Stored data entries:
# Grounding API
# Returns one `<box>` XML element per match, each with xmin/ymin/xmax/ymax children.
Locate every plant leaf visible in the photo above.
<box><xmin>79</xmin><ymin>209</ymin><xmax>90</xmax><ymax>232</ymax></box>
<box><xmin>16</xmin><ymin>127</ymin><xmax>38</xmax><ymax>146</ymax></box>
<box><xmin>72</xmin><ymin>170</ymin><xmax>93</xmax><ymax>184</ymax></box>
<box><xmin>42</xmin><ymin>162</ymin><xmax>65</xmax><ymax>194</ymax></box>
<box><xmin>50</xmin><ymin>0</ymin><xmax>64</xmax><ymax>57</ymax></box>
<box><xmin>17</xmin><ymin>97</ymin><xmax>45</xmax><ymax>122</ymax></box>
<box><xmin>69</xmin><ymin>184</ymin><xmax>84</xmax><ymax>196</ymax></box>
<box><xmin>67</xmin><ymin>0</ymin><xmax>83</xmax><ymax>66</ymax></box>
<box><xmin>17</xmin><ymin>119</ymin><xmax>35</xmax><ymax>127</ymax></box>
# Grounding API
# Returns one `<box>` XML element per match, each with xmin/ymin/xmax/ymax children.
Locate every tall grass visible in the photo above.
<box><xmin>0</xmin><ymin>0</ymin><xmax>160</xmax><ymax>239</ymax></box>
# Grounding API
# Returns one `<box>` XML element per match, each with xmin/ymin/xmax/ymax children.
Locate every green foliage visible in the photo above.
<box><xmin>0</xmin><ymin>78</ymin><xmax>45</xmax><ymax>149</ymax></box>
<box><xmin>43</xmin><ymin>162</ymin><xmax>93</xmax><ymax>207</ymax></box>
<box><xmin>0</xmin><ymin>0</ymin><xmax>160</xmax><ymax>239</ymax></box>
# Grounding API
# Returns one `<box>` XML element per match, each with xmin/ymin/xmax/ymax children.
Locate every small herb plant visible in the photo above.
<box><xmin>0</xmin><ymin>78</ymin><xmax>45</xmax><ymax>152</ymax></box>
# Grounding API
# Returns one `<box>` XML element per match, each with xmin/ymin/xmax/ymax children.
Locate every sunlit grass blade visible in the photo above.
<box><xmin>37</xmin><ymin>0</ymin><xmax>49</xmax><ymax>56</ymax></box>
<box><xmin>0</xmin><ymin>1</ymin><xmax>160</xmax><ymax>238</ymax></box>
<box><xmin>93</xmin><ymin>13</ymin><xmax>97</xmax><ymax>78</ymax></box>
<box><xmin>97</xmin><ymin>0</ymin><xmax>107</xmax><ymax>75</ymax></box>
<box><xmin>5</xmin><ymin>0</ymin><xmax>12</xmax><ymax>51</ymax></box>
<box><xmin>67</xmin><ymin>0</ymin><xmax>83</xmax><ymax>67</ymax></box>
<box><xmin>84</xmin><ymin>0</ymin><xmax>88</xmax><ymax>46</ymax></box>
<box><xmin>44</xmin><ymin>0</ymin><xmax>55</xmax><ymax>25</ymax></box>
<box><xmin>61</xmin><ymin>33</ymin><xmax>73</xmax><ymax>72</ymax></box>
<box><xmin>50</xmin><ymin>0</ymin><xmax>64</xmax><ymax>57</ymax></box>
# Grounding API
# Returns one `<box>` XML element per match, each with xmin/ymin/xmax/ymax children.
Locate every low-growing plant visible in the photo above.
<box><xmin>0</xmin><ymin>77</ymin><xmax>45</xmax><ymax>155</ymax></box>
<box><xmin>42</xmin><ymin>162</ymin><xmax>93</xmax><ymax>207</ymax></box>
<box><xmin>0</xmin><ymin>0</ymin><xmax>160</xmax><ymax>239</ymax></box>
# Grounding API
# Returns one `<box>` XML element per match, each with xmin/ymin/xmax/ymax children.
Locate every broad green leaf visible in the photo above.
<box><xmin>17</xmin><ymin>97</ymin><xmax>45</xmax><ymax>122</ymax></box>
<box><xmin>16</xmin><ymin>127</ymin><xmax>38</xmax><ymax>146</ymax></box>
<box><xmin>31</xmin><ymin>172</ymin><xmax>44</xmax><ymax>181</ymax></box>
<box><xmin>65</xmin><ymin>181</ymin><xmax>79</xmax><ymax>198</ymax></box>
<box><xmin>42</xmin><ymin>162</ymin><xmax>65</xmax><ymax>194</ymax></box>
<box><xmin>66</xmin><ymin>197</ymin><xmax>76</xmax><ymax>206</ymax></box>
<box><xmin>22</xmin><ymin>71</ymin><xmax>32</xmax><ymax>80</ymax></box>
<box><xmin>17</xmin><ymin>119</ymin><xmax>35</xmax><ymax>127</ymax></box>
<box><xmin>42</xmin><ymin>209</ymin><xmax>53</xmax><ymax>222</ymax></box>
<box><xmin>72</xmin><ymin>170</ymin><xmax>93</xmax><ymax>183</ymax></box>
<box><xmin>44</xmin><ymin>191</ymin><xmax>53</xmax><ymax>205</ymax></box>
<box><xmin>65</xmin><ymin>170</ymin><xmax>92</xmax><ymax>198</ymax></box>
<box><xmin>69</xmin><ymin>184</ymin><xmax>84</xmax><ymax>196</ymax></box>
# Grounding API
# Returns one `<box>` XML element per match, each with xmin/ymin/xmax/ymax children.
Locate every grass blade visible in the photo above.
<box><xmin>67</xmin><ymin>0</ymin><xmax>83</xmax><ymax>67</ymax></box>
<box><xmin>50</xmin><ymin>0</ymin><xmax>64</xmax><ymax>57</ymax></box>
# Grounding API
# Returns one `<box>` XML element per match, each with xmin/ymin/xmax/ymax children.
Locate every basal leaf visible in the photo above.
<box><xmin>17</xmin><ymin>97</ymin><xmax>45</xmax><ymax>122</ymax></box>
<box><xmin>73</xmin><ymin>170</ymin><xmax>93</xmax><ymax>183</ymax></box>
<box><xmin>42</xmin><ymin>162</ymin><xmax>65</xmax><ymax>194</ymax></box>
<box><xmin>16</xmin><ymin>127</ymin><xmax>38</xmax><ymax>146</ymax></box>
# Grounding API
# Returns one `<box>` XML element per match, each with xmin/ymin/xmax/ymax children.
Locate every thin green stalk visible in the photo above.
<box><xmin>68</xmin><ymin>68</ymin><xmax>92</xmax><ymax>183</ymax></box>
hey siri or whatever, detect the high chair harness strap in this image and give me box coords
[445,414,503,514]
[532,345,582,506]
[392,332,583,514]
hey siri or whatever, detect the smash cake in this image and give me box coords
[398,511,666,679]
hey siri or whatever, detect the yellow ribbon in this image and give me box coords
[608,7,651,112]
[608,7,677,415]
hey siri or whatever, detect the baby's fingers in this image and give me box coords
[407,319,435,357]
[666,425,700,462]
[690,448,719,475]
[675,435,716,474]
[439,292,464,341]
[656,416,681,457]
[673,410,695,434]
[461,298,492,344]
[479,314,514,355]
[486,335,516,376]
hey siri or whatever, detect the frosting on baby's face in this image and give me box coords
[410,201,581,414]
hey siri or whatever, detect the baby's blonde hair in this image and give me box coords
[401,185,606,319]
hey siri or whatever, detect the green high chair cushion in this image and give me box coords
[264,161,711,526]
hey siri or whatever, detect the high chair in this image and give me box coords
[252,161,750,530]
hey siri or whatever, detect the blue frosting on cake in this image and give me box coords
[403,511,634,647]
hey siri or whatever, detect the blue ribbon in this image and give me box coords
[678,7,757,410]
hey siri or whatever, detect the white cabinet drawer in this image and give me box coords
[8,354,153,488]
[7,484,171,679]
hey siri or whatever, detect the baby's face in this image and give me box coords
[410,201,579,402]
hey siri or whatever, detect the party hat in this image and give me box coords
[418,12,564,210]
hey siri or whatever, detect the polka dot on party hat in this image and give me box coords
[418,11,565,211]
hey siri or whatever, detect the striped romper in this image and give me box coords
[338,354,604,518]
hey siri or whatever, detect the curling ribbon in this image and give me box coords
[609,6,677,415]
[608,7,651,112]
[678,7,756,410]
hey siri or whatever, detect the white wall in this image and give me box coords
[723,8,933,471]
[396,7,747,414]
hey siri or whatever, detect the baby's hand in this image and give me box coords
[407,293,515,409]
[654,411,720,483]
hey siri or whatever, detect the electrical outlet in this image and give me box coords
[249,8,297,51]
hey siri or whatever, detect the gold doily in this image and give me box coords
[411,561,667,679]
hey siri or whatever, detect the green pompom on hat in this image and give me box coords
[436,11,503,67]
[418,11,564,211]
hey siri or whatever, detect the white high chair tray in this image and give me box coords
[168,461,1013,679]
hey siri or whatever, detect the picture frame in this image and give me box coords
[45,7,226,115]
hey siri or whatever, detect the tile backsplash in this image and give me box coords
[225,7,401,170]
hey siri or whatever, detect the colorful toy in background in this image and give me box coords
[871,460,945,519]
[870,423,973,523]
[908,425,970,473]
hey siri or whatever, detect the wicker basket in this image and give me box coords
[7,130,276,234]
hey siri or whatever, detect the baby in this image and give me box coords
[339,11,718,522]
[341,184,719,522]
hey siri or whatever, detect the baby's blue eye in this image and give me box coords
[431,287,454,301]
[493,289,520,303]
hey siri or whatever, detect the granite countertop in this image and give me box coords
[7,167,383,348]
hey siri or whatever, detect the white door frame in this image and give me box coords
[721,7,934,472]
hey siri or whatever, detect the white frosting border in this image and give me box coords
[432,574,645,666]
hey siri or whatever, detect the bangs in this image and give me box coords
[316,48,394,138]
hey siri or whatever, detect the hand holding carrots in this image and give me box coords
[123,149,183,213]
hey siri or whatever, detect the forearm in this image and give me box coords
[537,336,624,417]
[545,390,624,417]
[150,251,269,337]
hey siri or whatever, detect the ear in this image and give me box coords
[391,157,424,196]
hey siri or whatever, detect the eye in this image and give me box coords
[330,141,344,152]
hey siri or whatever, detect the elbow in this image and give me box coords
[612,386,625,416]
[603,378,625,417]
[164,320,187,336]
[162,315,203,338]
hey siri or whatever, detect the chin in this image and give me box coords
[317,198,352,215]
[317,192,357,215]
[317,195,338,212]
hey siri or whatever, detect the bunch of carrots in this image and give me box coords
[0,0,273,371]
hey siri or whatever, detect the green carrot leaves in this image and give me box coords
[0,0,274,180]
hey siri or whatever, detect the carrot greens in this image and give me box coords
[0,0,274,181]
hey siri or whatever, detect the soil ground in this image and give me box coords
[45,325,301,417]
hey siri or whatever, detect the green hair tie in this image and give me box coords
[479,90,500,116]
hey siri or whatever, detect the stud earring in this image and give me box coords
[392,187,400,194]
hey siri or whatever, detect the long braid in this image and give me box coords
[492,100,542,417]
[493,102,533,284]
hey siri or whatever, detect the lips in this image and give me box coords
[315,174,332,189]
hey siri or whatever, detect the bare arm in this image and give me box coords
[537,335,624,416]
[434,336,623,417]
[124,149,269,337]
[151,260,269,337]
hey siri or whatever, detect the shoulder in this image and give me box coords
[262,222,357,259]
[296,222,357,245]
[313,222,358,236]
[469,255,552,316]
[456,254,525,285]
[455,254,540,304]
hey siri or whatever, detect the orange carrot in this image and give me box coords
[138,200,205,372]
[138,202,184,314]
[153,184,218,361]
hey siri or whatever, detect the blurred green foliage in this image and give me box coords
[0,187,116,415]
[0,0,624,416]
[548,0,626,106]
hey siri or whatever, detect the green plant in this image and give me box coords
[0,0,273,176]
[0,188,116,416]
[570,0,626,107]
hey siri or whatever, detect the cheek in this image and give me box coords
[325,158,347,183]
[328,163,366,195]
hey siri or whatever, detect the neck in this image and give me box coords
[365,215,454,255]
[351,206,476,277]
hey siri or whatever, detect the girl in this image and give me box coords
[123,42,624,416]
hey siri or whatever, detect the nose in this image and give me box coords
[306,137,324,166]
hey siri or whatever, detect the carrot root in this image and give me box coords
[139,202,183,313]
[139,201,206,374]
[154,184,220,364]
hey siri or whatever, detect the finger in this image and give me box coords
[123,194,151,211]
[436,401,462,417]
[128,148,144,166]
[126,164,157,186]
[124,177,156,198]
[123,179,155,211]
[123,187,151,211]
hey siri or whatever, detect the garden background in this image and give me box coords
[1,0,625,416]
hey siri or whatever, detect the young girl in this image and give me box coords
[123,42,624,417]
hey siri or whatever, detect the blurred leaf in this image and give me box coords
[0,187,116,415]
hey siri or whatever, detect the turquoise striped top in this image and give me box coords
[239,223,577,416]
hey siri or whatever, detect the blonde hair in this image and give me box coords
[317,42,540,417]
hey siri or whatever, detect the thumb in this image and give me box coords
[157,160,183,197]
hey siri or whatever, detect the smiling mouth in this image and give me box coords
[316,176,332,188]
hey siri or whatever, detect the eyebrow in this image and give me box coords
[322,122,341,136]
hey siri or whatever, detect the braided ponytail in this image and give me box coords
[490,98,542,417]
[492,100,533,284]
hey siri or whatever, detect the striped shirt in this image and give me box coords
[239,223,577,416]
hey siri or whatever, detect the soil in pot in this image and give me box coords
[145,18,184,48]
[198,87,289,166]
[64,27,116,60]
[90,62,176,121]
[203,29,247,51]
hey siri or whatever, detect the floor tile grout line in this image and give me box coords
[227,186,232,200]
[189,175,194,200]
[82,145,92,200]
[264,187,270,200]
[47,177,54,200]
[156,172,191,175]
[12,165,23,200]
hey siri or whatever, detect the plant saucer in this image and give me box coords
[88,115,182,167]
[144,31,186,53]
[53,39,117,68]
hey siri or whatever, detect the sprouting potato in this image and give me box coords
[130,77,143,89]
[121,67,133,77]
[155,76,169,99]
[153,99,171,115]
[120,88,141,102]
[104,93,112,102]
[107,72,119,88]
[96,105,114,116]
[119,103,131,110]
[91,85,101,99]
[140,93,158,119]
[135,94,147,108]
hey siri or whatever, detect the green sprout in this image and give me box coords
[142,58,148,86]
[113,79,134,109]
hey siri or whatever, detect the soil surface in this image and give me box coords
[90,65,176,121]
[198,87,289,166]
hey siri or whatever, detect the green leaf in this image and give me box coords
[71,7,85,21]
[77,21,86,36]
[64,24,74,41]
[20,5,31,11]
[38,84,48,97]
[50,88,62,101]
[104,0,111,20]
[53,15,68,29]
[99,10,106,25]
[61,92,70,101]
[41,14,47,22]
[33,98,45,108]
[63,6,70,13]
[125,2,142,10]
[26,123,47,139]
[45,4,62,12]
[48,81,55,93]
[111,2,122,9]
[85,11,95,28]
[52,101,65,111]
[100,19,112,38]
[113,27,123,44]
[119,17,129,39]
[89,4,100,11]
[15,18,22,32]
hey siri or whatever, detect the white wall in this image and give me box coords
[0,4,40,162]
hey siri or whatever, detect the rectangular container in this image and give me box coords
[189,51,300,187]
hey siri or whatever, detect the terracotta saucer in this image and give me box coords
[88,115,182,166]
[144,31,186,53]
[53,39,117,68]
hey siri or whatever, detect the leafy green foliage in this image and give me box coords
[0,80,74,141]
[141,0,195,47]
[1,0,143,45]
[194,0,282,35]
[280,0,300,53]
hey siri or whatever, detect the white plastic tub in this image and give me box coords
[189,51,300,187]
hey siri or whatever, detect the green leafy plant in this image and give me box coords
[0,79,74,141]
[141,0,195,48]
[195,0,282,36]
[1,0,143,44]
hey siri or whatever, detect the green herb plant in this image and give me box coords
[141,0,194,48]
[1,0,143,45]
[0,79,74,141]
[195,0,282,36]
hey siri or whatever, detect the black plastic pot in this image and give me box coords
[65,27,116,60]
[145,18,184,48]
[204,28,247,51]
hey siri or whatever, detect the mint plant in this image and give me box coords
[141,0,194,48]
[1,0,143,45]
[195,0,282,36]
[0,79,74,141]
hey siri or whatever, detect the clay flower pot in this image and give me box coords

## Task instructions
Could you write out, unchanged, the line with "hey siri or whatever, detect the white plastic" and every line after it in the data above?

## Output of the exercise
hey siri or whatever, detect the white plastic tub in this image and give me box coords
[189,51,300,187]
hey siri or whatever, detect the green leafy plant in this image and give me box coords
[0,79,74,141]
[141,0,195,48]
[195,0,282,36]
[1,0,143,44]
hey siri or whatever, detect the green herb plant in this image and give me box coords
[141,0,194,48]
[1,0,143,45]
[0,79,74,141]
[195,0,282,36]
hey siri or whatever, detect the black plastic pot in this image and give me box coords
[65,27,116,60]
[145,18,184,48]
[204,28,247,51]
hey siri or whatever, detect the mint plant in this image and give me box coords
[141,0,194,48]
[1,0,143,45]
[195,0,282,36]
[0,79,74,141]
hey siri or whatever, detect the clay flower pot in this image and give me box coords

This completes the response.